▸ WRITTEN TASK
Could you write out, word for word, the full article below about the bid to keep Williamsburg Charter High School open?

▸ DOCUMENT PASSAGE
━━━

With Controversial Leader Gone, Charter Makes Bid to Stay Alive

The lawyer for a troubled Brooklyn charter school that the city’s Department of Education has flagged for closing made a forceful case at a hearing on Tuesday for keeping the school open.

The city announced in January that it planned to close the school, Williamsburg Charter High School. It had been placed on probation in September after an investigation by Eric T. Schneiderman, the state attorney general, raised questions about its management and finances.

The decision to revoke the school’s charter came less than a week after Williamburg Charter’s board of trustees voted to rehire the school’s controversial founder, Eddie Calderon-Melendez.

In a notice, Recy Dunn, the director of the city’s charter school office, wrote that Mr. Calderon-Melendez had run up the school’s debts while giving himself a hefty salary and consultant fees -- $378,000 in 2010 -- as well as $40,000 over two years in payroll advances.

At the hearing on Tuesday, the school’s lawyer, Ellen K. Eagen of Hiscock & Barclay, argued that Williamsburg Charter’s board had taken steps in the past eight weeks to turn the school around.

The school’s board members who had conflicts of interest have resolved them or left the board, Ms. Eagen said. They have hired a management firm, Charter School Business Management, to review the school’s books. And the board has fired Mr. Calderon-Melendez, who Ms. Eagen called the source of most of the school’s troubles.

“I want to make it very clear, chancellor, that Eddie is gone,” she told Kathleen Grimm, the deputy schools chancellor who led the hearing. “He is no longer involved with this school.”

Mr. Calderon-Melendez, who opened Williamsburg Charter in 2004 and went on to form the Believe High School Network in Brooklyn, suffered from “founder’s syndrome,” Ms. Eagen said, which she recognized from her experience as a former teacher and school administrator.

━━━

▸ LISTED ENTRIES
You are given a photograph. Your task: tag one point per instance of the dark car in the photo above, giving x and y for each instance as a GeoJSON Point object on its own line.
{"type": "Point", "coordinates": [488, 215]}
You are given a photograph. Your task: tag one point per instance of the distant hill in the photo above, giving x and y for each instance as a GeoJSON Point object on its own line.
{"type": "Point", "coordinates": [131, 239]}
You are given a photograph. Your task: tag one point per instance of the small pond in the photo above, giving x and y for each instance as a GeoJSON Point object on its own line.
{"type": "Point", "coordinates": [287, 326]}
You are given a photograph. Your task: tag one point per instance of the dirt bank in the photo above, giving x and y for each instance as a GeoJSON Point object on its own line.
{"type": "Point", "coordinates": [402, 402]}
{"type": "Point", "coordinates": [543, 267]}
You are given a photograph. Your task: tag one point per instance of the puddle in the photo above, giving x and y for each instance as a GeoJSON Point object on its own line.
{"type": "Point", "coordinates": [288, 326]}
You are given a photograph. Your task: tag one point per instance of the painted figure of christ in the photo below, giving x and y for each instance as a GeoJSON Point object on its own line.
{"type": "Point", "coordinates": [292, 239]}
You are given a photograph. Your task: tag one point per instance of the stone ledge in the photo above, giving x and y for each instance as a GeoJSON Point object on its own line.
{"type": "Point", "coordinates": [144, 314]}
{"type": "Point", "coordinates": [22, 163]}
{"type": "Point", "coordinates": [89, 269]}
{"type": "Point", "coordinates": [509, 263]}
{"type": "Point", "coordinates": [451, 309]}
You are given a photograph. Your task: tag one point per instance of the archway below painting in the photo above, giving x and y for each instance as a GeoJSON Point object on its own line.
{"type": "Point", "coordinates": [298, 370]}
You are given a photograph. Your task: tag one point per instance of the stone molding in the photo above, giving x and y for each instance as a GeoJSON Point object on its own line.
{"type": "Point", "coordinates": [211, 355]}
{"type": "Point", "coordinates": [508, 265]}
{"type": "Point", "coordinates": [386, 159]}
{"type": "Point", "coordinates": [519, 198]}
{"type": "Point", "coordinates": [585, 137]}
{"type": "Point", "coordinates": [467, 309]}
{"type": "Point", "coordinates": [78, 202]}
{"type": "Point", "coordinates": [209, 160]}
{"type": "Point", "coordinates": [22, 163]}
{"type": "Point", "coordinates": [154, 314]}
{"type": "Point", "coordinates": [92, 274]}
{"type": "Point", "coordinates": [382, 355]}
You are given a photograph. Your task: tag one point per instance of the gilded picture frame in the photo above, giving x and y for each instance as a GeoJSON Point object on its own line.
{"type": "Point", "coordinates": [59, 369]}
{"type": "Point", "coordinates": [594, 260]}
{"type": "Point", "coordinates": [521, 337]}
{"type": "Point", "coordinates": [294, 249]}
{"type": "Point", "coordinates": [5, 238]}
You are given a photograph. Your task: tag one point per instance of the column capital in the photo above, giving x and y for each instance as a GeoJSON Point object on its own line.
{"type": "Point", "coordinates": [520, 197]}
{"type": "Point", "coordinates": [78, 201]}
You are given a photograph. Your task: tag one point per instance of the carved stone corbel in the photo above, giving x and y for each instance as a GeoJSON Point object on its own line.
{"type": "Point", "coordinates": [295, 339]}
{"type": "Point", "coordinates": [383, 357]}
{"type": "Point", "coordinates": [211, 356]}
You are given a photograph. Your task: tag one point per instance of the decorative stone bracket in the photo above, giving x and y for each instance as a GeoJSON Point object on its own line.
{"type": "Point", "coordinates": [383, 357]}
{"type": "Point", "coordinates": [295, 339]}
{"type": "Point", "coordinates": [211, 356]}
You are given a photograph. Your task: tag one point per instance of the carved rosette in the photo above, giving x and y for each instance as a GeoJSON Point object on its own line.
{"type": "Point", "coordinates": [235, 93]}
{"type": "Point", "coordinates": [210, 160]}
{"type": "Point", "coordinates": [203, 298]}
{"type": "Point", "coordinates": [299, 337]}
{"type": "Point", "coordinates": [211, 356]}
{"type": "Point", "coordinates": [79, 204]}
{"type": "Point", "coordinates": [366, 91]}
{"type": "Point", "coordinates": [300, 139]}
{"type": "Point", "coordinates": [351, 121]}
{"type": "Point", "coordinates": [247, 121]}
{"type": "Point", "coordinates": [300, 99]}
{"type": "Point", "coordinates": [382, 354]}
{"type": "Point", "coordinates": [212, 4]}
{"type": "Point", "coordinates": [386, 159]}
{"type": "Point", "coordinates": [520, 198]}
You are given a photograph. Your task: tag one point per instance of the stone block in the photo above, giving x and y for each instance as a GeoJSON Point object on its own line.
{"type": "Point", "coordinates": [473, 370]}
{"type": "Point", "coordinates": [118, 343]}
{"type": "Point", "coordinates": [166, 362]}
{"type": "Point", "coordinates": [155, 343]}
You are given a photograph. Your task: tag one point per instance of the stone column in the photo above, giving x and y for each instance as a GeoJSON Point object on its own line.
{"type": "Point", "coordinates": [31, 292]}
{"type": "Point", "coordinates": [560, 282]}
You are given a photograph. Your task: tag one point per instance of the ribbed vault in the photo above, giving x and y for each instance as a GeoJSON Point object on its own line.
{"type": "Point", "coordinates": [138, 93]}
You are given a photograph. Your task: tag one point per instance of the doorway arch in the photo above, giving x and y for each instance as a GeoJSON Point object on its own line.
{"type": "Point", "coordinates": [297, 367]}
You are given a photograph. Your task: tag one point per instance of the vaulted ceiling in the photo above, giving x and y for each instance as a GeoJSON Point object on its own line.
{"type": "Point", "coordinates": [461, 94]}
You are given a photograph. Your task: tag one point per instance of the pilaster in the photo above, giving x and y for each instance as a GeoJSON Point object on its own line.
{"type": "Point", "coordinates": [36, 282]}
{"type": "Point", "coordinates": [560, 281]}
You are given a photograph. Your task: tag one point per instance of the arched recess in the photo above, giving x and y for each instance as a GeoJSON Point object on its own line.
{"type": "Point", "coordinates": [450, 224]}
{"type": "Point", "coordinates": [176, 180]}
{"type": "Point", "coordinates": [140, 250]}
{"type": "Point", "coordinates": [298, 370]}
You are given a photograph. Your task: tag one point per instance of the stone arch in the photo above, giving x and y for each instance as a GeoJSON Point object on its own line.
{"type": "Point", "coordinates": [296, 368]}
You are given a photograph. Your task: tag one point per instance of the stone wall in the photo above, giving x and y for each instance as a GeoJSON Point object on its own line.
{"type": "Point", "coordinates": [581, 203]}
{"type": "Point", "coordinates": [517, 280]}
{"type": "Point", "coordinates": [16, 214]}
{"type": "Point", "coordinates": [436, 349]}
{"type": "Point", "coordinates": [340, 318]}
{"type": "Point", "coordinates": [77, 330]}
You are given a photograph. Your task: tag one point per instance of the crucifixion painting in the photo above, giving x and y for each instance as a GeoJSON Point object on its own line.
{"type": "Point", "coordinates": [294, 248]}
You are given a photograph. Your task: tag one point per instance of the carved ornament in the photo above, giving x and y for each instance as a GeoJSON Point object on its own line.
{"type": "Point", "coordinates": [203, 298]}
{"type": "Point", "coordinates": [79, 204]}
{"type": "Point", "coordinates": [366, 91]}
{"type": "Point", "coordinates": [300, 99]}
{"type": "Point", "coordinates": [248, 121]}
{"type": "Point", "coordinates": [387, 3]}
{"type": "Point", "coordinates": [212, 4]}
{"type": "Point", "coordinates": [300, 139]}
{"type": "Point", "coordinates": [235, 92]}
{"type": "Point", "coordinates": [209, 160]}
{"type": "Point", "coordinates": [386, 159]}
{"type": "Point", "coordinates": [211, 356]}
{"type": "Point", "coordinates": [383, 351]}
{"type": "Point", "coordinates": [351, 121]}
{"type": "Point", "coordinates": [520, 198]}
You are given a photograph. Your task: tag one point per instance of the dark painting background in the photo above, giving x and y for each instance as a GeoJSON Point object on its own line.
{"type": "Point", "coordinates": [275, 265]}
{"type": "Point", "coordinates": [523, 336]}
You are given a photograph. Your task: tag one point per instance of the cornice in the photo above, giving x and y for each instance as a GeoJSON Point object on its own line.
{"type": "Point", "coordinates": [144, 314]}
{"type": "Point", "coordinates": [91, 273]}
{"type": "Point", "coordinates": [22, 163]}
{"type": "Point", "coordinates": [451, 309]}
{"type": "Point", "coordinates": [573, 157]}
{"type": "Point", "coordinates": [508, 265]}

━━━

▸ EXERCISE RESULT
With Controversial Leader Gone, Charter Makes Bid to Stay Alive

The lawyer for a troubled Brooklyn charter school that the city’s Department of Education has flagged for closing made a forceful case at a hearing on Tuesday for keeping the school open.

The city announced in January that it planned to close the school, Williamsburg Charter High School. It had been placed on probation in September after an investigation by Eric T. Schneiderman, the state attorney general, raised questions about its management and finances.

The decision to revoke the school’s charter came less than a week after Williamburg Charter’s board of trustees voted to rehire the school’s controversial founder, Eddie Calderon-Melendez.

In a notice, Recy Dunn, the director of the city’s charter school office, wrote that Mr. Calderon-Melendez had run up the school’s debts while giving himself a hefty salary and consultant fees -- $378,000 in 2010 -- as well as $40,000 over two years in payroll advances.

At the hearing on Tuesday, the school’s lawyer, Ellen K. Eagen of Hiscock & Barclay, argued that Williamsburg Charter’s board had taken steps in the past eight weeks to turn the school around.

The school’s board members who had conflicts of interest have resolved them or left the board, Ms. Eagen said. They have hired a management firm, Charter School Business Management, to review the school’s books. And the board has fired Mr. Calderon-Melendez, who Ms. Eagen called the source of most of the school’s troubles.

“I want to make it very clear, chancellor, that Eddie is gone,” she told Kathleen Grimm, the deputy schools chancellor who led the hearing. “He is no longer involved with this school.”

Mr. Calderon-Melendez, who opened Williamsburg Charter in 2004 and went on to form the Believe High School Network in Brooklyn, suffered from “founder’s syndrome,” Ms. Eagen said, which she recognized from her experience as a former teacher and school administrator.